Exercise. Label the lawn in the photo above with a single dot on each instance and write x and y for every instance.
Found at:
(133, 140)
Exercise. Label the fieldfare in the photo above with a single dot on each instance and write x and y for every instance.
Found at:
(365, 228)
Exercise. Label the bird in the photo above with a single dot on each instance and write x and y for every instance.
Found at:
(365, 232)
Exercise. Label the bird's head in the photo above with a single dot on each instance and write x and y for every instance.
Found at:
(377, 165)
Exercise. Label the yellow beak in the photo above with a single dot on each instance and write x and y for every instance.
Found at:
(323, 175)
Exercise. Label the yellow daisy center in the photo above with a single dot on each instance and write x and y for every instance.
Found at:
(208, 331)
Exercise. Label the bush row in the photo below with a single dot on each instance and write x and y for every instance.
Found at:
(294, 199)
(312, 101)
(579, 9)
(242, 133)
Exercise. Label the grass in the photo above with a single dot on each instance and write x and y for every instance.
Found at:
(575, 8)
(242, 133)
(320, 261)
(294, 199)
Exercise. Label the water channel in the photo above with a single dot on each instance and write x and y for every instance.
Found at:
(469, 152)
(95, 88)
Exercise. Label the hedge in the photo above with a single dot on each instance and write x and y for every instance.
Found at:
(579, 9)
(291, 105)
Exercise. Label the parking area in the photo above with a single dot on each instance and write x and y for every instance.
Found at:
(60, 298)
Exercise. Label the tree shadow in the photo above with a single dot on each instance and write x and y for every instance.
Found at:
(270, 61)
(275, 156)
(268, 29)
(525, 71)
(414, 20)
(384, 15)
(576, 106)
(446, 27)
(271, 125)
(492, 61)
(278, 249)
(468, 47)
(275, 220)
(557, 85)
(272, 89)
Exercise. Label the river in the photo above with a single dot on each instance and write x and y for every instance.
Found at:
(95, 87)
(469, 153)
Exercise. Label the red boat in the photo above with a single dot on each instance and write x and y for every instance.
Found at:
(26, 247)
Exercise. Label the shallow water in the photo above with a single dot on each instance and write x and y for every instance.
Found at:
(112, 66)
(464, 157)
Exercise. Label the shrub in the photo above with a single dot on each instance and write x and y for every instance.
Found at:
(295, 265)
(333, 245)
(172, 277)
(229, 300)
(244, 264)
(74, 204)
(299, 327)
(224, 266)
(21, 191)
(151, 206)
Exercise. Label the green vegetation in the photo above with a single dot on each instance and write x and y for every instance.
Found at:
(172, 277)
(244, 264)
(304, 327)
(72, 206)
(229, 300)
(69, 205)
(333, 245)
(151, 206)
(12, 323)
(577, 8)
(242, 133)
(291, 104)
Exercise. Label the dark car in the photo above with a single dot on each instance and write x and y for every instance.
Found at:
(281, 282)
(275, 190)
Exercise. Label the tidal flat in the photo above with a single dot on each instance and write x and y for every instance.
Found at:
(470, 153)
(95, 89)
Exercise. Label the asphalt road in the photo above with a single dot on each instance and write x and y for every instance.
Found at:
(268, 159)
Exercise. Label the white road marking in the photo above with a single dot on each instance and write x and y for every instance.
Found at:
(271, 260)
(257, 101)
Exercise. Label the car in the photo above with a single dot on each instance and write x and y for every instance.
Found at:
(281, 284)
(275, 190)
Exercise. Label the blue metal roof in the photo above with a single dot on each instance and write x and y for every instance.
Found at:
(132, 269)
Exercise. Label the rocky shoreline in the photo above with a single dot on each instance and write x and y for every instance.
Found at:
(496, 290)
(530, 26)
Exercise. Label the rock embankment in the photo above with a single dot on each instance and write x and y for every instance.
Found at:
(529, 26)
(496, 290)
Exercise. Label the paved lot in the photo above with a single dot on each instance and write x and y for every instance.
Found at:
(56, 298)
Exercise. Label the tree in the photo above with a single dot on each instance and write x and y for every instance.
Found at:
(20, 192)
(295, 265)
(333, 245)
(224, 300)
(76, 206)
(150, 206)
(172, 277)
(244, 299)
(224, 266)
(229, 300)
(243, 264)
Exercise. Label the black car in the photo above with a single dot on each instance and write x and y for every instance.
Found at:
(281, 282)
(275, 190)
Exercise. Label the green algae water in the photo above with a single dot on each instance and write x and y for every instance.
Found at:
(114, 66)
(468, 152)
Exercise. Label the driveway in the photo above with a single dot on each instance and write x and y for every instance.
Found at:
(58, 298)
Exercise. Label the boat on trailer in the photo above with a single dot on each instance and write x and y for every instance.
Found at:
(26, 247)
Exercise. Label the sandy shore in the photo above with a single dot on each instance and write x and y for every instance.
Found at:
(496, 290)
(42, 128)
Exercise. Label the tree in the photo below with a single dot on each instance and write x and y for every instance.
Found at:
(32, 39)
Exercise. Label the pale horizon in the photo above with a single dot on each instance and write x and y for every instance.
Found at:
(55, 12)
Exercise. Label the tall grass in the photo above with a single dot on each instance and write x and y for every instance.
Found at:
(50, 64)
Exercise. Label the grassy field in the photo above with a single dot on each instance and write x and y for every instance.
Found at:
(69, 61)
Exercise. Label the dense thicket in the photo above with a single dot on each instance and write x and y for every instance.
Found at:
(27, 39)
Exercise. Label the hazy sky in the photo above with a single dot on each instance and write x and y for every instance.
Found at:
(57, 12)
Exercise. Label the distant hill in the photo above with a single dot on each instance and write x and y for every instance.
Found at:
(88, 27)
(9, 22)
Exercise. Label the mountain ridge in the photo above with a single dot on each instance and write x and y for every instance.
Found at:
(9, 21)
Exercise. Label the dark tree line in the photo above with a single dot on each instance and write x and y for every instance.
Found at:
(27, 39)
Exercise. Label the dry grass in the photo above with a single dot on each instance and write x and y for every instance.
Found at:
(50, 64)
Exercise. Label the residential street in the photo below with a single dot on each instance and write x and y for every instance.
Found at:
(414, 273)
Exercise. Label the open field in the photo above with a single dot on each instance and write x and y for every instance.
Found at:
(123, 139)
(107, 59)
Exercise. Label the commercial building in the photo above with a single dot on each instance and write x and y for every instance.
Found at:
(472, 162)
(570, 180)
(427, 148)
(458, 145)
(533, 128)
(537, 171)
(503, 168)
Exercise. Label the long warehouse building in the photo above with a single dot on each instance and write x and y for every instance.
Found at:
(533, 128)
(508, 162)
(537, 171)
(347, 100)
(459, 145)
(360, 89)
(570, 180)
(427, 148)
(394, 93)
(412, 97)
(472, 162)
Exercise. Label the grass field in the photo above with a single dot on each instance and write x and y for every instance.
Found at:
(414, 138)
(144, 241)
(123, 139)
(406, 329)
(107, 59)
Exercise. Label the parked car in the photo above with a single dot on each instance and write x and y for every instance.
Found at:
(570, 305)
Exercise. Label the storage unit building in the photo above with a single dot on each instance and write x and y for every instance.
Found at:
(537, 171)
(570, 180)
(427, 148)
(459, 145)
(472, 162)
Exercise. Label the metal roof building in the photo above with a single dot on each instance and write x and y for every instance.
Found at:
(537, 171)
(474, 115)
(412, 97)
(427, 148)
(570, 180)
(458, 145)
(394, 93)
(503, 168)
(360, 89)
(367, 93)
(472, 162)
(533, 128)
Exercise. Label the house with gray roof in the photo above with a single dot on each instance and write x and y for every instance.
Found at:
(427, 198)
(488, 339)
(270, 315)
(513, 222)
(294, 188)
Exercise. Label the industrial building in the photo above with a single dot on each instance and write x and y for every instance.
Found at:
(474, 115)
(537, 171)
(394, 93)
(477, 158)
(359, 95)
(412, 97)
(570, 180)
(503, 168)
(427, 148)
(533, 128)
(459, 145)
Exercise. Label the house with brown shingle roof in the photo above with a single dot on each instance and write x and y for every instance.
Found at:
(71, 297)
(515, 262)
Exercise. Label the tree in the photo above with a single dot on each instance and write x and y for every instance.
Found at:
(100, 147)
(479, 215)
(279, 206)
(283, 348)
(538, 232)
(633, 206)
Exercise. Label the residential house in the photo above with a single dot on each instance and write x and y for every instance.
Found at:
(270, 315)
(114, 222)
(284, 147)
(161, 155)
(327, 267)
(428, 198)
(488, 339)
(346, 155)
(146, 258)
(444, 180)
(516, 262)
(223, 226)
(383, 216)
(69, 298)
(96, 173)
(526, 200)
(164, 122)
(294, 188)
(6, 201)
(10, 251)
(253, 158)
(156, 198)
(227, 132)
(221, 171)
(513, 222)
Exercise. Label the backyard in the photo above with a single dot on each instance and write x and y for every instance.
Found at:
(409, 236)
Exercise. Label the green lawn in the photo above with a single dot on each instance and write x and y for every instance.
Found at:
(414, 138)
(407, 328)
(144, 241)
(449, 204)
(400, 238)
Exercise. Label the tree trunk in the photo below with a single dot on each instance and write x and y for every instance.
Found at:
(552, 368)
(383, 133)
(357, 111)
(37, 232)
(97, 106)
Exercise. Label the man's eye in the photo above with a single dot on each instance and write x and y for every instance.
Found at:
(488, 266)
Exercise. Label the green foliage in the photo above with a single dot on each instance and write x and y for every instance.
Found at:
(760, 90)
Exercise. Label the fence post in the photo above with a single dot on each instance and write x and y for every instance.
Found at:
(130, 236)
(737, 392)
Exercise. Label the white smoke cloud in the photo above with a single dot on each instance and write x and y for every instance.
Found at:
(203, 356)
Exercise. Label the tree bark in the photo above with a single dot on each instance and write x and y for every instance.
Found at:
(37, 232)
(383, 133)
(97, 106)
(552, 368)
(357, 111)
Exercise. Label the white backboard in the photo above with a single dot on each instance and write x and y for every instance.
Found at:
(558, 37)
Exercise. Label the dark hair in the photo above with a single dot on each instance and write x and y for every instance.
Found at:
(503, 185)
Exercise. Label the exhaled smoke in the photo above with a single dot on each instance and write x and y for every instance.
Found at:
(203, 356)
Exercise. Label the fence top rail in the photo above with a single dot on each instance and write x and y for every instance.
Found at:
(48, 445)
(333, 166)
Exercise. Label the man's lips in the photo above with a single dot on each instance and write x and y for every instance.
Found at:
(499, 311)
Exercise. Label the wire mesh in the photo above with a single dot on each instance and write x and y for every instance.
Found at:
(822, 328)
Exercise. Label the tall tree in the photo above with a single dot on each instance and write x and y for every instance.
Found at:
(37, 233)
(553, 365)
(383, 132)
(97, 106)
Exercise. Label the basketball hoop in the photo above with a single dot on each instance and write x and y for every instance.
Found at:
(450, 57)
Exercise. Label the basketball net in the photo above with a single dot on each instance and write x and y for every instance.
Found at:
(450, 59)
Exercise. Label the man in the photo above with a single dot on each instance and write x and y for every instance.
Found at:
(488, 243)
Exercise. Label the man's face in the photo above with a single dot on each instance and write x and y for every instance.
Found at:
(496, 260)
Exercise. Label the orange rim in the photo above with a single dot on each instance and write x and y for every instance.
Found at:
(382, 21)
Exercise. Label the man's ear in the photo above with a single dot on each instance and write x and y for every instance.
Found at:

-----

*About this exercise*
Each line in the data that holds the string "dark" should be found and copied.

*Exercise solution*
Exercise. Label the dark car in the photo above with a single dot on each instance and write x and y for every instance.
Exercise. Label the dark tree line in the photo above with a single dot on each instance and write x and y for every instance.
Exercise. Label the dark hair in the photo above with a single dot on each instance and write x and y for every instance.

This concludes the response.